→ **TASK BRIEF**
Copy out the lines verbatim, starting at the line containing "The component shall locate one point per instance of the letter" and ending at the line containing "Target: letter k monogram on towel".

=== PROVIDED MATERIAL ===

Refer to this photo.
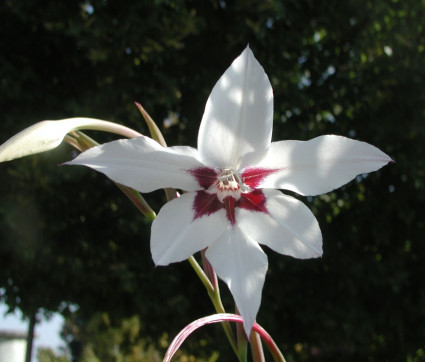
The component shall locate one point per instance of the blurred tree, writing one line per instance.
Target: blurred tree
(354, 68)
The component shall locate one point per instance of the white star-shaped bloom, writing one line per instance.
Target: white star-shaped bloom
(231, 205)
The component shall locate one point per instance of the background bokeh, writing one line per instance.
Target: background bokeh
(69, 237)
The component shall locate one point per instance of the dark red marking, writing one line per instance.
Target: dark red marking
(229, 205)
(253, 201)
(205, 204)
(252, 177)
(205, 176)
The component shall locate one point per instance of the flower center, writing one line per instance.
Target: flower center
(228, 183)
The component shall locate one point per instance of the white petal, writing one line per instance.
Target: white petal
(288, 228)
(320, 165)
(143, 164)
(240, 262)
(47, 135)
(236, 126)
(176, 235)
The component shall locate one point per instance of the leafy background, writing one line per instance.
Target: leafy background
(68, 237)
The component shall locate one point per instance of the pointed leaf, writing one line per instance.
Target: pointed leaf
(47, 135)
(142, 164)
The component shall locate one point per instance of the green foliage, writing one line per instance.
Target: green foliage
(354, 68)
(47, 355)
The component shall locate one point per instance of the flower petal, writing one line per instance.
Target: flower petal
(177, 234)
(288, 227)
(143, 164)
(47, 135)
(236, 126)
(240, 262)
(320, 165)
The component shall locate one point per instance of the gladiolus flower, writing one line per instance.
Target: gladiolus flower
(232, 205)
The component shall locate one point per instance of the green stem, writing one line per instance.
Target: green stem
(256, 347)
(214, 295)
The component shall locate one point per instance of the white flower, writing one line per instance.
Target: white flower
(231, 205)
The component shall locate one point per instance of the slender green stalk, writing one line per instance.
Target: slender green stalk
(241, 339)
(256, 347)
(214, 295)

===
=== PROVIDED MATERIAL ===

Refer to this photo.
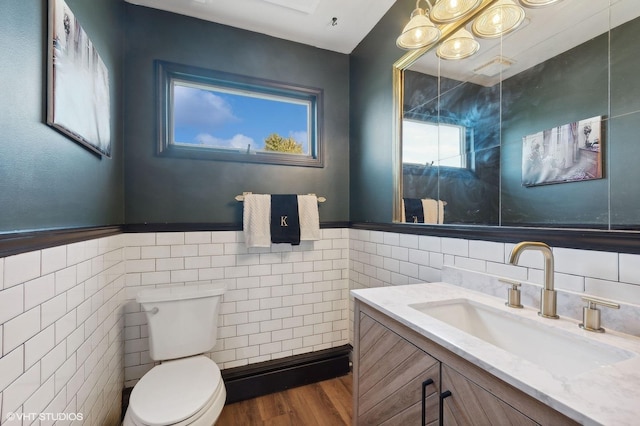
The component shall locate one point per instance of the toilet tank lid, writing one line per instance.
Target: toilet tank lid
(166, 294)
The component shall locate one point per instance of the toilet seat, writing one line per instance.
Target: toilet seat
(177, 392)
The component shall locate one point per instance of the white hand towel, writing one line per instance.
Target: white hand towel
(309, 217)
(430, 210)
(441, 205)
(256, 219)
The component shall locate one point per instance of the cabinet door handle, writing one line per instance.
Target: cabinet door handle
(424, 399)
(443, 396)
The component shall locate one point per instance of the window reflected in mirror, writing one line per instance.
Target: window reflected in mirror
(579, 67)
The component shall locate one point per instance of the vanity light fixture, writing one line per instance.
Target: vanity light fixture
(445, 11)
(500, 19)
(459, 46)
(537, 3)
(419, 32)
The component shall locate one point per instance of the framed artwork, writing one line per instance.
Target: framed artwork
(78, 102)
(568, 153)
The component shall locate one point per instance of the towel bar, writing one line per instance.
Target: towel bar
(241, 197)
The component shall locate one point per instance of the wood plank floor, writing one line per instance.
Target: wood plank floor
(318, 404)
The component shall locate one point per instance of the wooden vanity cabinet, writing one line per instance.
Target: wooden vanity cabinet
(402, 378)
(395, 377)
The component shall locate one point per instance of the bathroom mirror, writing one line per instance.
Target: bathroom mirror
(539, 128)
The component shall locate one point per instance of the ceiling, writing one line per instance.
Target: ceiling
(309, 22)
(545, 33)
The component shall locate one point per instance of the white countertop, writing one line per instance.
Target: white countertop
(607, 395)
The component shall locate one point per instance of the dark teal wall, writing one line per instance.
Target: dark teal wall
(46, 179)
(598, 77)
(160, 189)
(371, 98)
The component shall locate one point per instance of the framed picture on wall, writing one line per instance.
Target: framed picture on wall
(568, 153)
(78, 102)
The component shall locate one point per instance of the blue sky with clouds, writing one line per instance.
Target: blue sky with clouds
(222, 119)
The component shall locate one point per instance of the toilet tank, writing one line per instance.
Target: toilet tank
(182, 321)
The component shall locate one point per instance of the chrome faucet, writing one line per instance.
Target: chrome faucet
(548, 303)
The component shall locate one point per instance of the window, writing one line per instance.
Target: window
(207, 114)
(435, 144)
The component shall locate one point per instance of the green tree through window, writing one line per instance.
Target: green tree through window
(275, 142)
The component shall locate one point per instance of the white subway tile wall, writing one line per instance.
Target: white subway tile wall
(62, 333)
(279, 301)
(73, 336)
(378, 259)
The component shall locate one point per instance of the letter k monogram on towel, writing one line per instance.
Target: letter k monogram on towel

===

→ **OUTPUT BELOW**
The component shall locate one point per instance of the letter k monogram on towel, writing one line per instance.
Target: letter k monogram on towel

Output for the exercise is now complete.